In the records below, copy out the stretch from the line containing "speckled floor tile — box each one" through the end of the records. Reproduce every line in it without any change.

[Coordinate annotation records]

● ● ● ● ●

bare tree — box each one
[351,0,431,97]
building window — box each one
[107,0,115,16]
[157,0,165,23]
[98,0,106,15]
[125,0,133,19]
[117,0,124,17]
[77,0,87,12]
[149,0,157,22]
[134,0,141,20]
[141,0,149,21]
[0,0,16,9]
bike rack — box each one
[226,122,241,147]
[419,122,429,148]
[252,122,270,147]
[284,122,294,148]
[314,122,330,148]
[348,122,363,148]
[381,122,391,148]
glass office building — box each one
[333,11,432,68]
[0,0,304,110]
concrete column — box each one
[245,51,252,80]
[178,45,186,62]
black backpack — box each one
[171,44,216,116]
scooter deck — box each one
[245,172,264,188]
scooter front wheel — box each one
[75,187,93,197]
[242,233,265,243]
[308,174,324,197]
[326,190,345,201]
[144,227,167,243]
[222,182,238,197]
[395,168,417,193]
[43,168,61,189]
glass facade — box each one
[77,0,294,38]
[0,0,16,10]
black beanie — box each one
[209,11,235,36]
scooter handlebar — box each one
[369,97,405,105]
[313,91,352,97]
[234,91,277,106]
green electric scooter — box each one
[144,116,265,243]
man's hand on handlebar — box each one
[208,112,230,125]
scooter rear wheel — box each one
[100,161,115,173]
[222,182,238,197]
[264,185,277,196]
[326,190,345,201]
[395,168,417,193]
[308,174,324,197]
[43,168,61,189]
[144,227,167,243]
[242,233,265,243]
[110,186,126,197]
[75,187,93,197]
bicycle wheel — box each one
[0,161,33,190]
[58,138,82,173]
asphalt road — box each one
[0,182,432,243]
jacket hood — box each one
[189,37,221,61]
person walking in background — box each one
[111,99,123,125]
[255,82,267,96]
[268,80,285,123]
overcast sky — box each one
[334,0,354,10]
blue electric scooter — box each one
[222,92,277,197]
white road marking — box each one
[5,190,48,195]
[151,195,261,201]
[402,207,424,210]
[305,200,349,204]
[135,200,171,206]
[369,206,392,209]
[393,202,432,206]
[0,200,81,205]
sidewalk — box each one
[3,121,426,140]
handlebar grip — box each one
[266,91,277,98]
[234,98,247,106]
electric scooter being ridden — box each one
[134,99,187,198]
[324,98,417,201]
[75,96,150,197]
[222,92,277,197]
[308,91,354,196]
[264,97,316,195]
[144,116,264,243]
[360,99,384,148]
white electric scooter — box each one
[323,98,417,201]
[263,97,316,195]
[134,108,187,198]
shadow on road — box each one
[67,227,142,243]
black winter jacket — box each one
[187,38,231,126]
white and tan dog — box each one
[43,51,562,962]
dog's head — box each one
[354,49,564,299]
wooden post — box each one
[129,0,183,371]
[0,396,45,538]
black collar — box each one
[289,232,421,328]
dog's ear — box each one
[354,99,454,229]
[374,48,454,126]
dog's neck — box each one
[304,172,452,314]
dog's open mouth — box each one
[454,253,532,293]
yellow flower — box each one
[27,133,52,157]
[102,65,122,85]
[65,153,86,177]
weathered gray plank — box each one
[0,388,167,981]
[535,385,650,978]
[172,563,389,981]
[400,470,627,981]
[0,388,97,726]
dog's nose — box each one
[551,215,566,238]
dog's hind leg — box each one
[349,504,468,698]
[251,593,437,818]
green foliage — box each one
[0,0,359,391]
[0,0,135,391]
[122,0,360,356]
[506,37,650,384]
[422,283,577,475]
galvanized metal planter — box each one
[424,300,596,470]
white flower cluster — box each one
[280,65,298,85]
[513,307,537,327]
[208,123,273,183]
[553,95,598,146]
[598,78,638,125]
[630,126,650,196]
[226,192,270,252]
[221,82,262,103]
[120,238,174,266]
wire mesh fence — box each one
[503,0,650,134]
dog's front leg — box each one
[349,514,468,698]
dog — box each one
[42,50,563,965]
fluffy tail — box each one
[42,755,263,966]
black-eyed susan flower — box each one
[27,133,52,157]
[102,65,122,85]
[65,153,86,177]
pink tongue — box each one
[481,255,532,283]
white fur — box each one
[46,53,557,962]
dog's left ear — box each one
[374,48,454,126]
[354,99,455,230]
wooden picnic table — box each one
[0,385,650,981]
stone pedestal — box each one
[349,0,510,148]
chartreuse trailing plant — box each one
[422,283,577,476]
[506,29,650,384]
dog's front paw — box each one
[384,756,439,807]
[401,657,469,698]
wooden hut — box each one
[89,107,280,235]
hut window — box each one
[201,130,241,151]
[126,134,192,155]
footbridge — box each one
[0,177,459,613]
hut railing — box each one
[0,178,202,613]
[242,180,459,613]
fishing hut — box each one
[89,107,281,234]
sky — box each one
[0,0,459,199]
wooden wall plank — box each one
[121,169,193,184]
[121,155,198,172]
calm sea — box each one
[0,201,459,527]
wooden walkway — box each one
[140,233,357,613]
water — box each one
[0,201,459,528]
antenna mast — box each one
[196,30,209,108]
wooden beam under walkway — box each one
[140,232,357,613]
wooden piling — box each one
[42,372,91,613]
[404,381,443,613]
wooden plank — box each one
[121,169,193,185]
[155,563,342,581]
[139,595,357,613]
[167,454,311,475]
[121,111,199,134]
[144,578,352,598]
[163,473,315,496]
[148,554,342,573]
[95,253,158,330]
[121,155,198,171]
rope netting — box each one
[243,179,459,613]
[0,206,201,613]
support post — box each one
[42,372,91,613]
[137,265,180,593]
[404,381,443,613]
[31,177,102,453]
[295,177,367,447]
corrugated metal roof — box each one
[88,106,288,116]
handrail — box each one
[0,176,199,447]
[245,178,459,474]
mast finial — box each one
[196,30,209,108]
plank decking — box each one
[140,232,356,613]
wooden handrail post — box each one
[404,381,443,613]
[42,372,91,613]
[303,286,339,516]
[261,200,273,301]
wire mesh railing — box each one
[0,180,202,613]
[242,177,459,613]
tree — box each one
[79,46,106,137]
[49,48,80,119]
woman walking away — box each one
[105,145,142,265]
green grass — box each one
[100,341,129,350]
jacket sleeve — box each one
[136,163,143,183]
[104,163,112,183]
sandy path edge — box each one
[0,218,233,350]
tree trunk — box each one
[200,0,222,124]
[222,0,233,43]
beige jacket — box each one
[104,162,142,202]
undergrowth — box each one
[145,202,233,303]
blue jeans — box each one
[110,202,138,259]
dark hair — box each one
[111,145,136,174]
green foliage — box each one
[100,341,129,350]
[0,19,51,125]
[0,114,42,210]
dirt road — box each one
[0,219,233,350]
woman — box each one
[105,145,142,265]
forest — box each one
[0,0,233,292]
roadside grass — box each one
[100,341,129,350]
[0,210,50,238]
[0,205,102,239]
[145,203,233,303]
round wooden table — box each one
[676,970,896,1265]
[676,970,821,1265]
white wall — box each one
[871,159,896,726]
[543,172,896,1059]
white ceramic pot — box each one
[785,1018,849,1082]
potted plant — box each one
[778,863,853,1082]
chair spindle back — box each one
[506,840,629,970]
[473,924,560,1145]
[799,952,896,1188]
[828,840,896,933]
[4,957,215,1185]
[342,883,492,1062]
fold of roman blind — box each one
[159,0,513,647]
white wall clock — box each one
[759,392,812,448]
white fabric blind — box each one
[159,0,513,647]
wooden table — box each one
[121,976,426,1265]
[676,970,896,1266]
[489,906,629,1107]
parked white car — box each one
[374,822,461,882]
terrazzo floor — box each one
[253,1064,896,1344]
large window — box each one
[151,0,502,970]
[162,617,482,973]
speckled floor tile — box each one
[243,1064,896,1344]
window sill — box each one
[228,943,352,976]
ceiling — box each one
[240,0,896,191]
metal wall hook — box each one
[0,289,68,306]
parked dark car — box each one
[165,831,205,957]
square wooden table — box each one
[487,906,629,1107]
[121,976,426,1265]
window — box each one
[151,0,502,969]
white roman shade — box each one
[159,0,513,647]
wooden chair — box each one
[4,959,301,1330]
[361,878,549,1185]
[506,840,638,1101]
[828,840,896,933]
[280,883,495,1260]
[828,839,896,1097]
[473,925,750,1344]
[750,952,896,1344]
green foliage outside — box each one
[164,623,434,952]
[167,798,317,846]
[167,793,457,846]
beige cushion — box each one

● ● ● ● ●

> **Expected answer**
speckled floor tile — box each one
[243,1064,896,1344]
window sill — box each one
[228,943,352,976]
ceiling — box each one
[240,0,896,191]
metal wall hook — box each one
[0,289,68,306]
parked dark car — box each one
[165,831,205,957]
square wooden table — box each one
[487,906,629,1107]
[121,976,426,1265]
window — box each one
[151,0,502,969]
white roman shade — box each one
[159,0,513,647]
wooden chair — box each one
[4,959,301,1330]
[361,878,549,1185]
[506,840,638,1101]
[828,840,896,933]
[280,883,495,1260]
[828,839,896,1097]
[473,925,750,1344]
[750,952,896,1344]
green foliage outside — box each one
[164,623,434,952]
[167,798,317,846]
[167,793,457,846]
beige cushion — box each one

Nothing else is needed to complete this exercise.